## Begin Document text
Visualize and evaluate rank evolution across retrieval steps - rankflow plots, retrieval metrics, and pipeline comparison for RAG.

These details have not been verified by PyPI

Project links

Project description

RankFlow

See exactly how each document moves through your retrieval pipeline -- and measure whether re-ranking actually helps.

RankFlow visualizes and evaluates rank evolution across retrieval and re-ranking steps in RAG pipelines. Instead of staring at log files, you get a clear picture of what each pipeline stage does to your search results.

RankFlow

Why RankFlow?

Your re-ranker might be making things worse -- RankFlow shows per-step metrics (NDCG, MRR, Precision, Recall, MAP) so you know exactly which stage helps and which hurts.
You can't optimize what you can't see -- rank evolution plots reveal how documents shuffle between stages, which ones get dropped, and where relevant results fall off.
## End Document text
## Begin Dataset
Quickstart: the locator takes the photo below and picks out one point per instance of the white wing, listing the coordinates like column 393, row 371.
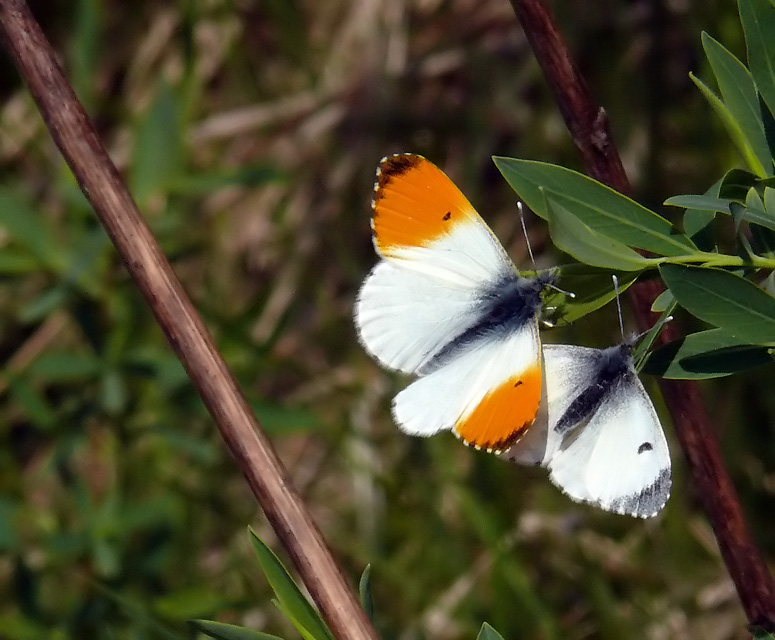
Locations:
column 567, row 371
column 404, row 317
column 439, row 258
column 488, row 394
column 618, row 460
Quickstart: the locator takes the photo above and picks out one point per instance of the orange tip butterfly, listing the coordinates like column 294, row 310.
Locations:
column 446, row 304
column 602, row 443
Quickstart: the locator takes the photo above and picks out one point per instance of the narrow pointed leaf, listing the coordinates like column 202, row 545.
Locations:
column 698, row 223
column 732, row 126
column 600, row 208
column 700, row 203
column 662, row 301
column 758, row 18
column 488, row 633
column 364, row 589
column 738, row 91
column 724, row 300
column 706, row 354
column 579, row 240
column 222, row 631
column 769, row 202
column 288, row 593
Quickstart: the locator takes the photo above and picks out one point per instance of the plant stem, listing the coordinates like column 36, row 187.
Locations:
column 588, row 125
column 101, row 183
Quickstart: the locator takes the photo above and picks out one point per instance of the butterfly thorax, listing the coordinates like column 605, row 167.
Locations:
column 612, row 368
column 503, row 307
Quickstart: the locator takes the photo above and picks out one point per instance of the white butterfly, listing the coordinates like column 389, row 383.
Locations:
column 602, row 441
column 446, row 304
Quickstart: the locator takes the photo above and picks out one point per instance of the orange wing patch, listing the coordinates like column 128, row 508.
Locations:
column 415, row 203
column 504, row 414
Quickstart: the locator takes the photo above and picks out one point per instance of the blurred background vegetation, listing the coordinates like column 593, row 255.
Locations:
column 249, row 133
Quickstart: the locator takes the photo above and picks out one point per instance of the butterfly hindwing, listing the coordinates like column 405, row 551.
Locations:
column 488, row 393
column 446, row 303
column 607, row 445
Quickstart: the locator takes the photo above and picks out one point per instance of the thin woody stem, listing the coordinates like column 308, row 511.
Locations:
column 77, row 140
column 588, row 126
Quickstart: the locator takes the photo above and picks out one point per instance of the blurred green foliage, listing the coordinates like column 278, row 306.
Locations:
column 249, row 133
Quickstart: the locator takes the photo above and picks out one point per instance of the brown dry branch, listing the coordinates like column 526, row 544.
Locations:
column 96, row 174
column 588, row 125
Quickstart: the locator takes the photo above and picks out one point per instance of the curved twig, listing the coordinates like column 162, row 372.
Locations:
column 77, row 140
column 588, row 125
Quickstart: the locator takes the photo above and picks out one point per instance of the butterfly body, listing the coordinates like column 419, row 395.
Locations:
column 446, row 304
column 602, row 441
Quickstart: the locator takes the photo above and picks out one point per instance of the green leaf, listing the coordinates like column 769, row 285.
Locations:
column 760, row 633
column 753, row 211
column 736, row 183
column 738, row 91
column 304, row 616
column 758, row 18
column 203, row 183
column 44, row 304
column 222, row 631
column 701, row 203
column 28, row 228
column 731, row 125
column 15, row 261
column 488, row 633
column 9, row 536
column 756, row 211
column 189, row 602
column 65, row 366
column 592, row 288
column 577, row 239
column 32, row 403
column 607, row 212
column 158, row 152
column 724, row 300
column 698, row 223
column 706, row 354
column 364, row 589
column 769, row 202
column 640, row 352
column 663, row 301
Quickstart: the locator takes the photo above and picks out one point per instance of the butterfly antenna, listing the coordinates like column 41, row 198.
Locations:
column 551, row 285
column 618, row 304
column 524, row 231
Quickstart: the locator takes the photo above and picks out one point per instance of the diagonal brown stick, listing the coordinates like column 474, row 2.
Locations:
column 102, row 185
column 588, row 126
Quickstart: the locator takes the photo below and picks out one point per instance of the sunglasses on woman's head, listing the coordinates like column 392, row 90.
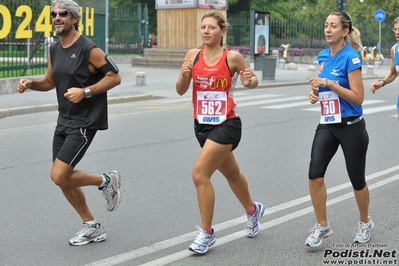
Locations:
column 62, row 13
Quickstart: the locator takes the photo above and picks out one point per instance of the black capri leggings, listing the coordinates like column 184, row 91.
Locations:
column 354, row 141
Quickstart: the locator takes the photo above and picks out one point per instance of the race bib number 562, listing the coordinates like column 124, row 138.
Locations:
column 211, row 107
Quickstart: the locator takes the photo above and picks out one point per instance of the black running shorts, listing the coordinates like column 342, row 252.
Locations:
column 70, row 144
column 229, row 132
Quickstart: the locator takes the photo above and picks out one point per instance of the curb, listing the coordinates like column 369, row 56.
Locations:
column 53, row 107
column 141, row 97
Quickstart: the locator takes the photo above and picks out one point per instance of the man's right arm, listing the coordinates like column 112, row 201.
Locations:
column 45, row 83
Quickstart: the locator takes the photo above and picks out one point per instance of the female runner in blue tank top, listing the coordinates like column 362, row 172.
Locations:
column 339, row 89
column 394, row 68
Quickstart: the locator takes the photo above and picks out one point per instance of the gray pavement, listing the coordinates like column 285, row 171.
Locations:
column 159, row 82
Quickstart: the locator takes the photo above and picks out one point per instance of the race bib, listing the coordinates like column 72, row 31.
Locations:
column 211, row 107
column 330, row 108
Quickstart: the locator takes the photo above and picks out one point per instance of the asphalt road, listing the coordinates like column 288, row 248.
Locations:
column 153, row 146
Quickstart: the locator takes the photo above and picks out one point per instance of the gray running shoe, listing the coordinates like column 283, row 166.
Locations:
column 363, row 231
column 111, row 192
column 318, row 233
column 253, row 224
column 203, row 241
column 89, row 234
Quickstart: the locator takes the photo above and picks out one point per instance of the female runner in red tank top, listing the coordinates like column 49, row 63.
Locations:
column 214, row 71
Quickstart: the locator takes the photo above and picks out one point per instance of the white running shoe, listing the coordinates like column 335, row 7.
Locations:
column 111, row 192
column 89, row 234
column 203, row 241
column 318, row 233
column 253, row 224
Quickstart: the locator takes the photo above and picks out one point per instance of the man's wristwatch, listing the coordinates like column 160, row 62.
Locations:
column 88, row 93
column 250, row 83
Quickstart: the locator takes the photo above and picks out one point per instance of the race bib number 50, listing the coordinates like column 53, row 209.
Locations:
column 211, row 107
column 330, row 108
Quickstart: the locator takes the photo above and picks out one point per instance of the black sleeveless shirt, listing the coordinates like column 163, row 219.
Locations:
column 71, row 69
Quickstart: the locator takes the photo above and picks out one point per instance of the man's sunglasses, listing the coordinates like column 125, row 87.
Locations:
column 62, row 13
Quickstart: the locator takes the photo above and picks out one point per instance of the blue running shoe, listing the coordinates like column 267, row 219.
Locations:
column 318, row 233
column 363, row 231
column 203, row 241
column 253, row 224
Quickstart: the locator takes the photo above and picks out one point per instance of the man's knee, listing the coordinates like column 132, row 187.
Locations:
column 60, row 173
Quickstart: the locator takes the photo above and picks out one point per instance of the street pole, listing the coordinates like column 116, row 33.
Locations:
column 106, row 25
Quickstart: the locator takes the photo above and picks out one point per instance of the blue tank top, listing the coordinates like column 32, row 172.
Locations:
column 337, row 68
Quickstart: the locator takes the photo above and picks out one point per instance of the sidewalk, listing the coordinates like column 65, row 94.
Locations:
column 159, row 83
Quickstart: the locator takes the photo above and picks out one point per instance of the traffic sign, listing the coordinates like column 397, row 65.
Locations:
column 379, row 15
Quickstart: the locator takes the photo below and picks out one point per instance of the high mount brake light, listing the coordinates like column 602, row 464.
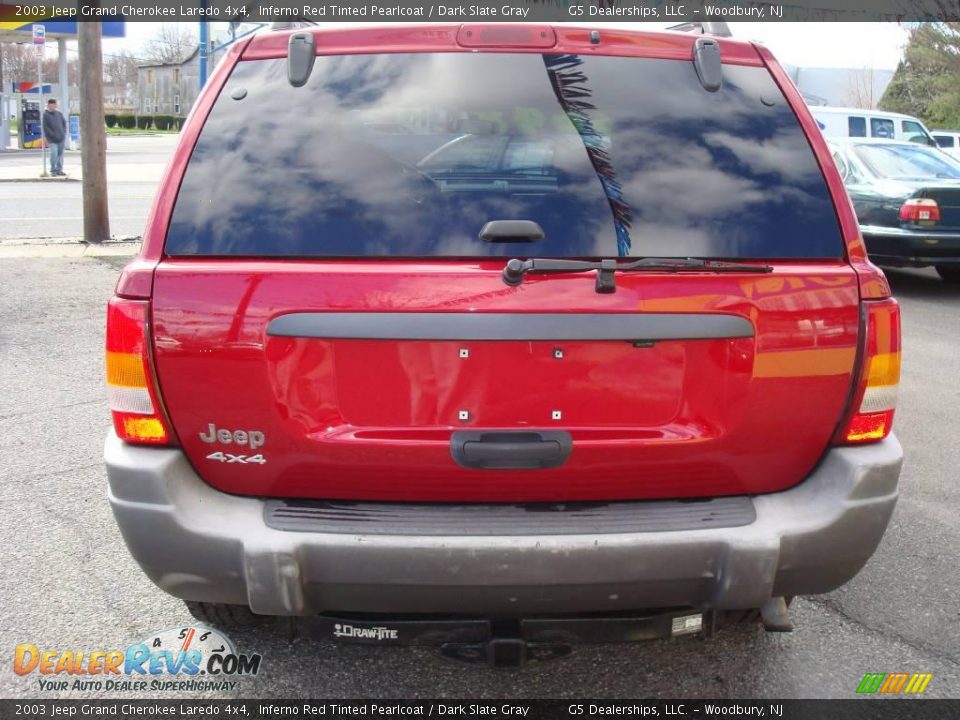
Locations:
column 870, row 416
column 920, row 210
column 131, row 392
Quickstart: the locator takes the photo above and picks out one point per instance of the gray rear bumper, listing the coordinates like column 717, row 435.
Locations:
column 200, row 544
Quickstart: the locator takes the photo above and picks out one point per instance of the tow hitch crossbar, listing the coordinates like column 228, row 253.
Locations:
column 510, row 642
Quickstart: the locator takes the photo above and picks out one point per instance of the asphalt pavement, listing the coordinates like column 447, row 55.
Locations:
column 31, row 207
column 67, row 582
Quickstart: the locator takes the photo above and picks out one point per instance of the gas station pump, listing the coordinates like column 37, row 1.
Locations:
column 30, row 131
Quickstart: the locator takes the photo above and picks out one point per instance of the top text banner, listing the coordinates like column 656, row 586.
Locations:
column 580, row 11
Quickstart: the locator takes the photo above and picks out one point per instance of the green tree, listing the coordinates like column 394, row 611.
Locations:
column 927, row 81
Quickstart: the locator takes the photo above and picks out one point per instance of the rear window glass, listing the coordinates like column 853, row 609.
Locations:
column 857, row 126
column 907, row 161
column 409, row 155
column 881, row 127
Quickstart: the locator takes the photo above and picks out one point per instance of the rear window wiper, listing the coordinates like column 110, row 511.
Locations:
column 516, row 269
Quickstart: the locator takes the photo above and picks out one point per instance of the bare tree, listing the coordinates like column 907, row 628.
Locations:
column 861, row 89
column 120, row 71
column 173, row 43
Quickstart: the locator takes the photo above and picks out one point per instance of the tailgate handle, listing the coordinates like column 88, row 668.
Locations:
column 508, row 450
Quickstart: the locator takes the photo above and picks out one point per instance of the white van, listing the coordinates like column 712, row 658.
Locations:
column 948, row 141
column 856, row 122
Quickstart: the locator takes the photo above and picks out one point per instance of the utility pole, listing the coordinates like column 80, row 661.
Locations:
column 4, row 119
column 93, row 149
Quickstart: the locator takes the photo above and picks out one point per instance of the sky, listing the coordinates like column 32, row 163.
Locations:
column 839, row 44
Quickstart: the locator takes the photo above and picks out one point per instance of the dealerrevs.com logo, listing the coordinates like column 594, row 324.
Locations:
column 192, row 658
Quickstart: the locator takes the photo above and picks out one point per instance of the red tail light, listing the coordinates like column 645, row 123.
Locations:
column 920, row 210
column 870, row 417
column 131, row 389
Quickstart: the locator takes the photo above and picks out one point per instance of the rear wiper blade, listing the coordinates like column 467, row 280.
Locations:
column 516, row 269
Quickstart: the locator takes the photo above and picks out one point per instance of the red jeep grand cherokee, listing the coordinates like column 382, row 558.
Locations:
column 501, row 336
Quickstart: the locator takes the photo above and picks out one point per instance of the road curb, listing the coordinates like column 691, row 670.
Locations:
column 40, row 179
column 68, row 249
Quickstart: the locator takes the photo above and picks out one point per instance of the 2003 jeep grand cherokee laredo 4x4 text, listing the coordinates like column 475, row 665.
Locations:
column 501, row 336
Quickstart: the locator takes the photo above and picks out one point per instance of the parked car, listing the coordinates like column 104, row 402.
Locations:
column 907, row 199
column 948, row 141
column 853, row 122
column 619, row 369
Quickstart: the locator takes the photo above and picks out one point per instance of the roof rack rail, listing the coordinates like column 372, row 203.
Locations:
column 719, row 29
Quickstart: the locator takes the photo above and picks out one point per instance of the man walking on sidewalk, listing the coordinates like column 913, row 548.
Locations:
column 55, row 131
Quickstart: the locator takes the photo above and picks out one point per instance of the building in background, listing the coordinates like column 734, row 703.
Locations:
column 170, row 88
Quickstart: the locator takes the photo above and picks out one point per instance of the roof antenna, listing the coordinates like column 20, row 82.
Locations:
column 301, row 54
column 706, row 60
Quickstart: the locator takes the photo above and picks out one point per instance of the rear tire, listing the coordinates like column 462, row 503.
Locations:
column 949, row 273
column 225, row 616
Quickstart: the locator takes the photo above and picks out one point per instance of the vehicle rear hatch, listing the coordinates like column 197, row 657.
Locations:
column 329, row 324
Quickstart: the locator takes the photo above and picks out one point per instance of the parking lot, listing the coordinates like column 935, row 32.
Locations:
column 69, row 584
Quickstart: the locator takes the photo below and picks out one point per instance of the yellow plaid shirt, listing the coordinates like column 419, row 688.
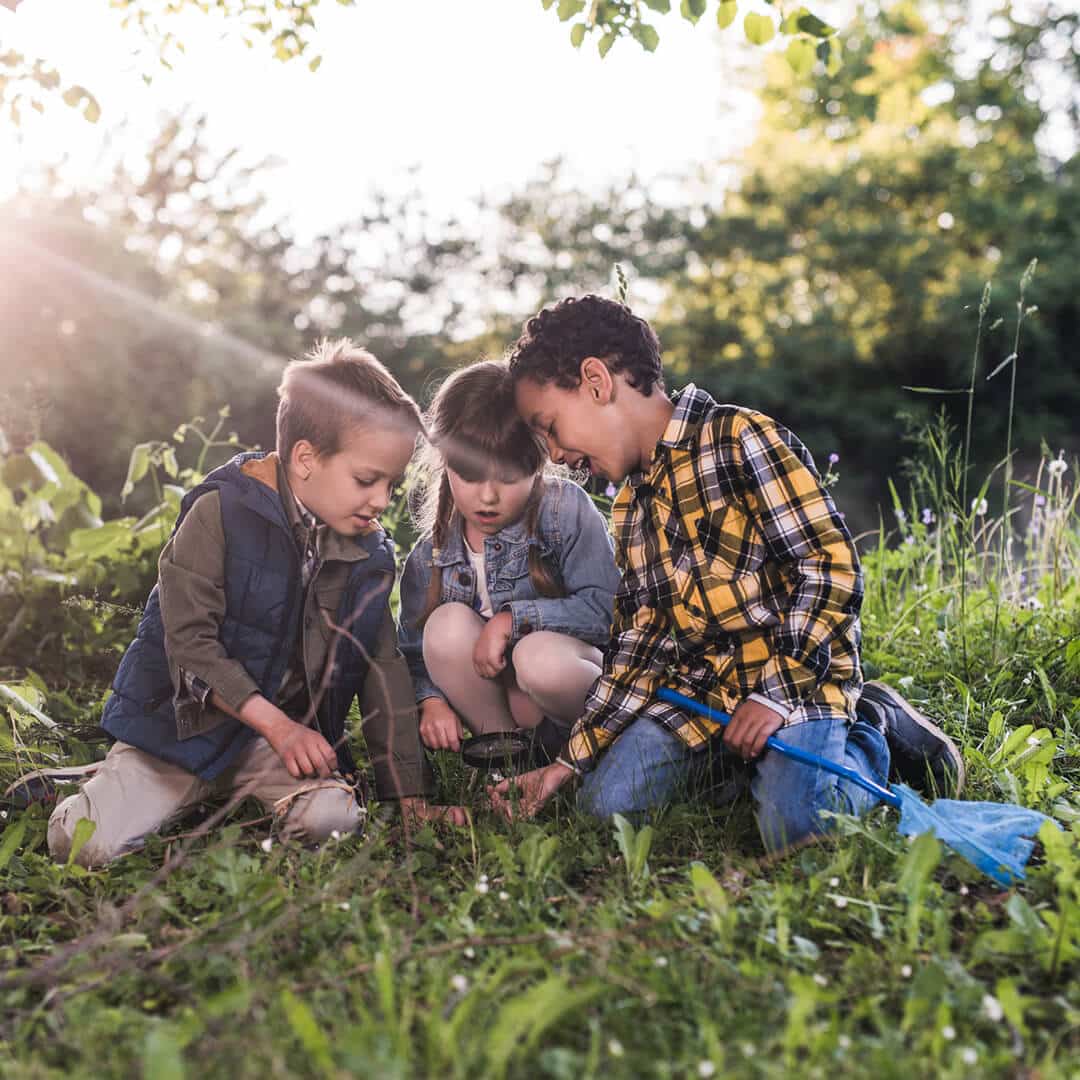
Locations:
column 739, row 577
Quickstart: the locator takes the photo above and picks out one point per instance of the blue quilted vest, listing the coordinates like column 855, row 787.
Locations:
column 264, row 599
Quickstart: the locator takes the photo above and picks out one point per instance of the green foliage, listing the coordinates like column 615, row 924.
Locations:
column 612, row 19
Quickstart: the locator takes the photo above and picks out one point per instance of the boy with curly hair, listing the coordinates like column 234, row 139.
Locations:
column 741, row 588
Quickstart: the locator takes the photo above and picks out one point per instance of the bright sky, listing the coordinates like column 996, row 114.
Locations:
column 476, row 93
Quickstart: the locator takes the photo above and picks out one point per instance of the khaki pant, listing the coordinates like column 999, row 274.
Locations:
column 134, row 794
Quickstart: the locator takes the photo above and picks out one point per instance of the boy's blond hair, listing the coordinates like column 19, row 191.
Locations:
column 334, row 389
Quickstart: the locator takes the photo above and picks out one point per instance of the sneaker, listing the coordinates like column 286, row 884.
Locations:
column 923, row 757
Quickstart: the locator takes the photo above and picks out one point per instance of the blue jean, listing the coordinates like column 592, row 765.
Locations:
column 648, row 767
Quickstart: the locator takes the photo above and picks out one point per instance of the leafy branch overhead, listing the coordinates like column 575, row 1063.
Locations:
column 811, row 38
column 289, row 31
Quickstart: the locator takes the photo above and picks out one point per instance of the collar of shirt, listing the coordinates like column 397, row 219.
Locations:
column 691, row 406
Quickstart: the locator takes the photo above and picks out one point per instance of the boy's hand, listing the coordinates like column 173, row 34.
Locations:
column 489, row 655
column 305, row 752
column 420, row 810
column 440, row 726
column 534, row 791
column 751, row 725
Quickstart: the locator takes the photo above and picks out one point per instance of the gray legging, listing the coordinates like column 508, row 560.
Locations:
column 549, row 674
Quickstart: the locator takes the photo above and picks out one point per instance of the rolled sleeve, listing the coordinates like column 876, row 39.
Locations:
column 191, row 589
column 391, row 727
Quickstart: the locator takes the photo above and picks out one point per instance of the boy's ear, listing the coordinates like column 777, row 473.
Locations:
column 301, row 458
column 596, row 379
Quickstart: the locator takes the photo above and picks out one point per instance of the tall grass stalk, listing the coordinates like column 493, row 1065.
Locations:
column 1012, row 360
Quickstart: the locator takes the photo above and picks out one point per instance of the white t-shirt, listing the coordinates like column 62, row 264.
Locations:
column 480, row 571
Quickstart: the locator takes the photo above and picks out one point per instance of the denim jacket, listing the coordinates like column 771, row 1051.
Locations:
column 570, row 531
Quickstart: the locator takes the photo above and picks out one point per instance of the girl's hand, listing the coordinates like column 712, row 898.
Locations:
column 420, row 810
column 532, row 788
column 489, row 655
column 440, row 726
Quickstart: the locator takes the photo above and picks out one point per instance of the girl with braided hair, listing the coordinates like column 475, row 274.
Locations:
column 508, row 595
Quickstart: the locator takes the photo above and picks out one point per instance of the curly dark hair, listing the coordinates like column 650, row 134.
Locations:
column 554, row 342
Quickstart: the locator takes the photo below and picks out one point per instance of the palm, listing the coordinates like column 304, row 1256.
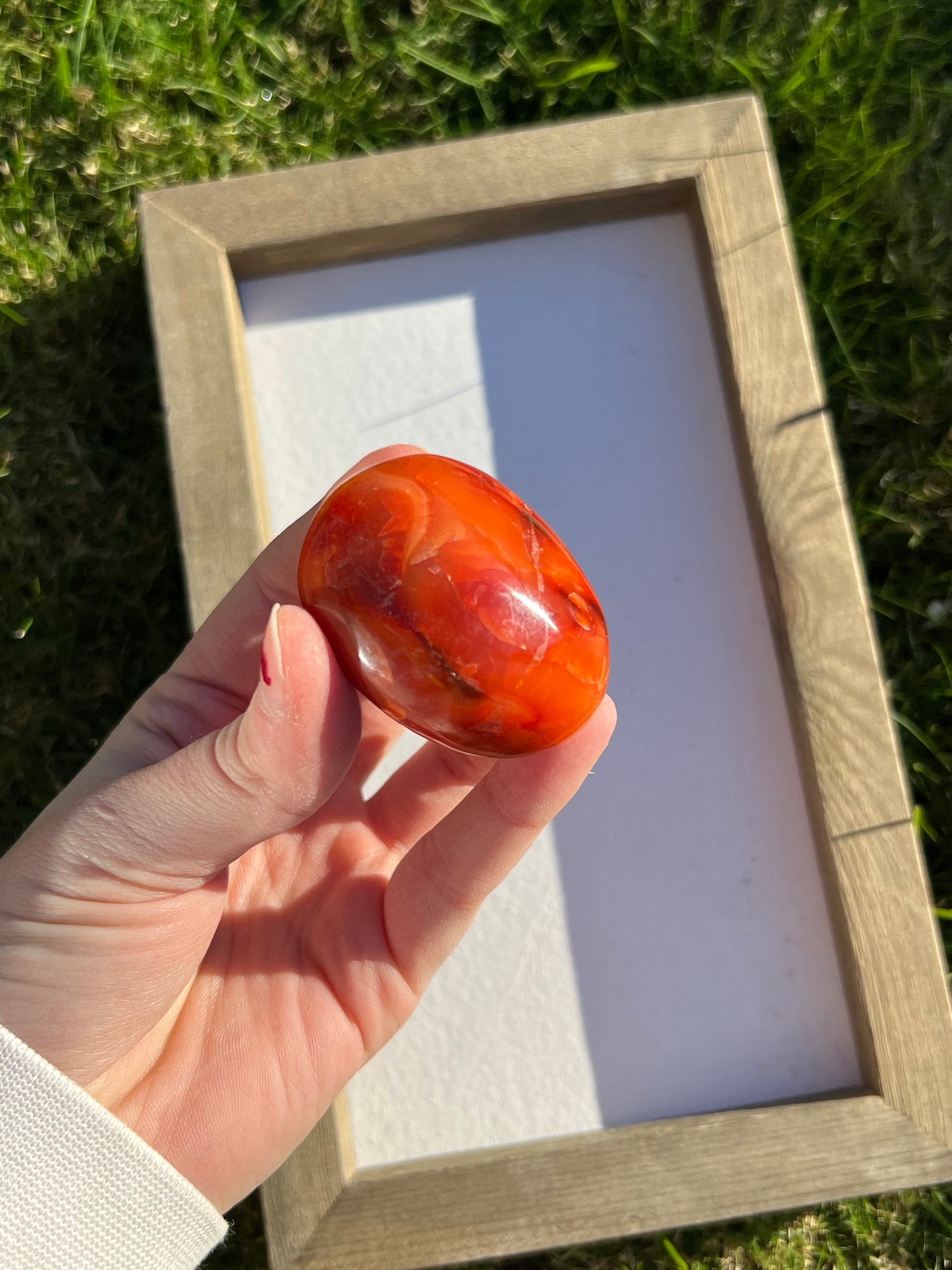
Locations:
column 211, row 929
column 298, row 987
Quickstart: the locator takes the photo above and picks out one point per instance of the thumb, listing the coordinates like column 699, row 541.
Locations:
column 190, row 815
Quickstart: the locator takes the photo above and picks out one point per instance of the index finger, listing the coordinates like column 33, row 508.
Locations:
column 224, row 652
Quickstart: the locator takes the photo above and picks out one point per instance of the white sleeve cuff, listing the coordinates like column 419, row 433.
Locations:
column 80, row 1189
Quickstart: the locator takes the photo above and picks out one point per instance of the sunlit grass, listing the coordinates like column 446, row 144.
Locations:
column 102, row 98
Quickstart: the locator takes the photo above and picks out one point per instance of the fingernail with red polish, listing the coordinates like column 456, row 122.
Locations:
column 272, row 664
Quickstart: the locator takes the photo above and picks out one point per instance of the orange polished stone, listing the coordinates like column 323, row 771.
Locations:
column 453, row 608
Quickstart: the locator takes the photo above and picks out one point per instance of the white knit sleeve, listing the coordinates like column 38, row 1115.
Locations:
column 79, row 1189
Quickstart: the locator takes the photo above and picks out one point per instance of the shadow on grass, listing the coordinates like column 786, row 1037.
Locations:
column 92, row 606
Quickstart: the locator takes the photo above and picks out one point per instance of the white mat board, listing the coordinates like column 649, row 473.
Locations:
column 665, row 948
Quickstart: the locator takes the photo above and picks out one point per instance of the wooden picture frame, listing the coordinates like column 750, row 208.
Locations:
column 712, row 158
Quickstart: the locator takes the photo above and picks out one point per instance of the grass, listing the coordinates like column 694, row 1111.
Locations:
column 102, row 98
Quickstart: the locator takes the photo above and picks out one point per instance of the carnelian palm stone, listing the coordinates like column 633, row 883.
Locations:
column 453, row 608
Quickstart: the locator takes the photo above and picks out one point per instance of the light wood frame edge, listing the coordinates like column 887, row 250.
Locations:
column 197, row 238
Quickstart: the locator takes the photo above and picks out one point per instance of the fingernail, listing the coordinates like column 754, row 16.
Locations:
column 272, row 664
## End Dataset
> **Your tasks**:
• 1. Condense the paragraph of the RankFlow page that begins "RankFlow visualizes and evaluates" into a single shorter sentence that keeps its main facts.
• 2. Swap "log files" for "debug output" and give the stretch of the RankFlow page from "RankFlow visualizes and" through "your search results." with that change.

> **Outputs for the tasks**:
• 1. RankFlow shows and measures how document rankings change across retrieval and re-ranking steps in RAG pipelines, giving a clear view of each stage's effect on search results in place of log files.

• 2.
RankFlow visualizes and evaluates rank evolution across retrieval and re-ranking steps in RAG pipelines. Instead of staring at debug output, you get a clear picture of what each pipeline stage does to your search results.